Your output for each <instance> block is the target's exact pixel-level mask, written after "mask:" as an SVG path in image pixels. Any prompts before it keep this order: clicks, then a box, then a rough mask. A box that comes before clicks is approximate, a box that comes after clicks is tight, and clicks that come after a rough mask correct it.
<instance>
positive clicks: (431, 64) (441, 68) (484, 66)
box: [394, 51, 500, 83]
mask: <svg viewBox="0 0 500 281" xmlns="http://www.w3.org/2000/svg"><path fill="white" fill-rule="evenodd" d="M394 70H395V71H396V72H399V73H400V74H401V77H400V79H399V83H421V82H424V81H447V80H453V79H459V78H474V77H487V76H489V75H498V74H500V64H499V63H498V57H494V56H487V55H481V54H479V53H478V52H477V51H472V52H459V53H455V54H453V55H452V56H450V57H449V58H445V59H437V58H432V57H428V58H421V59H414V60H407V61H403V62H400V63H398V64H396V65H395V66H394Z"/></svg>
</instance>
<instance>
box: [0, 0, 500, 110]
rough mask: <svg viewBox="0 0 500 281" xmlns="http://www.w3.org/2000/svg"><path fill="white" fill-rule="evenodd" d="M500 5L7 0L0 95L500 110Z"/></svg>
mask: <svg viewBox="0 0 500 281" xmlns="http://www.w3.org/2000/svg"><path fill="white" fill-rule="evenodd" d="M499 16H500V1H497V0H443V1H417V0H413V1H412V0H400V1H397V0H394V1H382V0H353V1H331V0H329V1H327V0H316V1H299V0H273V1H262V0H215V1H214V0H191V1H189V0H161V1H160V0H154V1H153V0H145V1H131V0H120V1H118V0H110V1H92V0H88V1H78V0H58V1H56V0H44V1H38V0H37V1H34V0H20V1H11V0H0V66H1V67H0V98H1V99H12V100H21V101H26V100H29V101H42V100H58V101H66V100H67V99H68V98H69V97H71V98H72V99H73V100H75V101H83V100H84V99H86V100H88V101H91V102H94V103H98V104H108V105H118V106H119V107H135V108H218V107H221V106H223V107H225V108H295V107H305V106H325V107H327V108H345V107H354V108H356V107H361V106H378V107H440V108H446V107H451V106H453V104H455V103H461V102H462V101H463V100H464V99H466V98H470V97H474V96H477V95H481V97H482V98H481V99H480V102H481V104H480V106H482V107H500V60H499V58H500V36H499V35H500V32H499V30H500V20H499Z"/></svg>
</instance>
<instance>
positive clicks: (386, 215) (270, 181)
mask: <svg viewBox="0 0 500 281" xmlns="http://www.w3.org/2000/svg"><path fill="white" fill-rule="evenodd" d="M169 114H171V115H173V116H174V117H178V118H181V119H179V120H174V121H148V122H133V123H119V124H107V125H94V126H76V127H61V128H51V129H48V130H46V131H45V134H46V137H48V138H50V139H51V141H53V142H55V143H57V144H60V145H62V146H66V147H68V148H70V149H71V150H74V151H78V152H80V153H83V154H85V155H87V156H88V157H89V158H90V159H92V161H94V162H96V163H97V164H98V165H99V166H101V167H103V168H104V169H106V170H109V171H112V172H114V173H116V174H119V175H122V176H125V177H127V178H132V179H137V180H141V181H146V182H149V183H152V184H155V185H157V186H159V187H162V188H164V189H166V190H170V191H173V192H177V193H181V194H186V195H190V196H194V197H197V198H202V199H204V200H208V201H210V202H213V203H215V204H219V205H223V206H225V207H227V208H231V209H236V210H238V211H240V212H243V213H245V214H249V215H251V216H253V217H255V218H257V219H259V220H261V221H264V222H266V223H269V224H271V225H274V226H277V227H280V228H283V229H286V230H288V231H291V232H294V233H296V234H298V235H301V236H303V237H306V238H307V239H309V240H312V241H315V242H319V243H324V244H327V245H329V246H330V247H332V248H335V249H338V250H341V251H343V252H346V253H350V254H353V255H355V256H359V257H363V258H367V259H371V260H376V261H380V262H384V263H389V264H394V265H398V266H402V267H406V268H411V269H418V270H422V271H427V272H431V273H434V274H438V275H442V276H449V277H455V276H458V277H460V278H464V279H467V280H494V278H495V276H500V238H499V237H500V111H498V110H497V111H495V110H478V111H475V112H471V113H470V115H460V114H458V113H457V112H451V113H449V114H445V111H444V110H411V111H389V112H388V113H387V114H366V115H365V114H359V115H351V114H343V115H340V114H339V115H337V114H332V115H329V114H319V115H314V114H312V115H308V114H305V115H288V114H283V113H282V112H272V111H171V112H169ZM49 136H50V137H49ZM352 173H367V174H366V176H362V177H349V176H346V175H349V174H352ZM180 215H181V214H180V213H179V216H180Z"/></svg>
-----
= Problem to solve =
Output the records above, each one exactly, with none left out.

= Expected answer =
Your output for each <instance> block is the target's exact pixel-level mask, written after "mask:" as an SVG path in image pixels. Any prompts before it keep this order: clicks, then a box, then a rough mask. A box that comes before clicks is approximate, a box that comes after clicks is tight, and clicks that come after a rough mask correct it.
<instance>
positive clicks: (431, 64) (441, 68) (484, 66)
box: [394, 51, 500, 83]
mask: <svg viewBox="0 0 500 281" xmlns="http://www.w3.org/2000/svg"><path fill="white" fill-rule="evenodd" d="M394 70H395V71H396V72H399V73H400V74H401V77H400V79H399V83H421V82H424V81H447V80H453V79H459V78H474V77H487V76H489V75H498V74H500V64H499V63H498V57H494V56H487V55H481V54H479V53H478V52H477V51H472V52H459V53H455V54H453V55H452V56H450V57H449V58H445V59H437V58H432V57H428V58H421V59H414V60H407V61H403V62H400V63H398V64H396V65H395V66H394Z"/></svg>
</instance>
<instance>
box: [0, 0, 500, 110]
rough mask: <svg viewBox="0 0 500 281" xmlns="http://www.w3.org/2000/svg"><path fill="white" fill-rule="evenodd" d="M500 5L7 0L0 95L500 110Z"/></svg>
mask: <svg viewBox="0 0 500 281" xmlns="http://www.w3.org/2000/svg"><path fill="white" fill-rule="evenodd" d="M499 16H500V1H497V0H443V1H417V0H413V1H412V0H400V1H397V0H394V1H382V0H353V1H331V0H329V1H327V0H316V1H299V0H273V1H262V0H215V1H214V0H191V1H189V0H161V1H160V0H154V1H153V0H145V1H131V0H120V1H118V0H110V1H92V0H88V1H78V0H58V1H56V0H44V1H38V0H37V1H34V0H20V1H11V0H0V66H1V67H0V98H1V99H12V100H21V101H26V100H29V101H42V100H58V101H66V100H67V99H68V98H69V97H71V98H72V99H73V100H75V101H83V100H84V99H86V100H88V101H91V102H94V103H98V104H108V105H118V106H119V107H135V108H218V107H221V106H223V107H225V108H295V107H305V106H325V107H327V108H345V107H354V108H356V107H361V106H378V107H440V108H446V107H451V106H453V104H455V103H461V102H462V101H463V100H464V99H466V98H470V97H474V96H477V95H481V97H482V98H481V99H480V102H481V104H480V106H482V107H500V60H499V58H500V36H499V35H500V32H499V30H500V20H499Z"/></svg>
</instance>
<instance>
positive clicks: (386, 215) (270, 181)
mask: <svg viewBox="0 0 500 281" xmlns="http://www.w3.org/2000/svg"><path fill="white" fill-rule="evenodd" d="M169 114H171V115H173V116H174V117H178V118H181V119H179V120H174V121H148V122H133V123H119V124H107V125H94V126H76V127H61V128H51V129H48V130H46V131H45V134H46V137H48V138H50V139H51V141H53V142H55V143H57V144H60V145H62V146H66V147H68V148H70V149H71V150H74V151H78V152H80V153H83V154H85V155H87V156H88V157H89V158H90V159H92V161H94V162H96V163H97V164H98V165H99V166H101V167H103V168H104V169H106V170H109V171H112V172H114V173H116V174H119V175H122V176H125V177H127V178H132V179H137V180H141V181H146V182H149V183H152V184H155V185H157V186H159V187H162V188H164V189H166V190H170V191H173V192H177V193H181V194H186V195H190V196H194V197H197V198H202V199H204V200H208V201H210V202H213V203H215V204H219V205H223V206H225V207H227V208H231V209H236V210H238V211H240V212H243V213H245V214H249V215H251V216H253V217H255V218H257V219H259V220H261V221H264V222H266V223H269V224H271V225H274V226H277V227H280V228H283V229H286V230H288V231H291V232H294V233H296V234H298V235H301V236H303V237H306V238H307V239H309V240H312V241H315V242H319V243H324V244H327V245H329V246H330V247H332V248H335V249H338V250H341V251H343V252H346V253H350V254H353V255H355V256H359V257H363V258H367V259H371V260H376V261H380V262H384V263H389V264H394V265H398V266H402V267H406V268H411V269H418V270H422V271H427V272H431V273H434V274H438V275H442V276H449V277H455V276H458V277H460V278H464V279H467V280H494V278H495V276H500V238H499V237H500V111H498V110H497V111H495V110H478V111H475V112H471V113H470V115H460V114H458V113H457V112H451V113H449V114H445V111H444V110H411V111H389V112H388V113H387V114H366V115H365V114H359V115H351V114H343V115H340V114H339V115H337V114H332V115H329V114H319V115H314V114H312V115H308V114H305V115H288V114H283V113H282V112H272V111H171V112H169ZM49 136H50V137H49ZM352 173H367V174H366V176H362V177H349V176H346V175H349V174H352ZM180 215H181V214H180V213H179V216H180Z"/></svg>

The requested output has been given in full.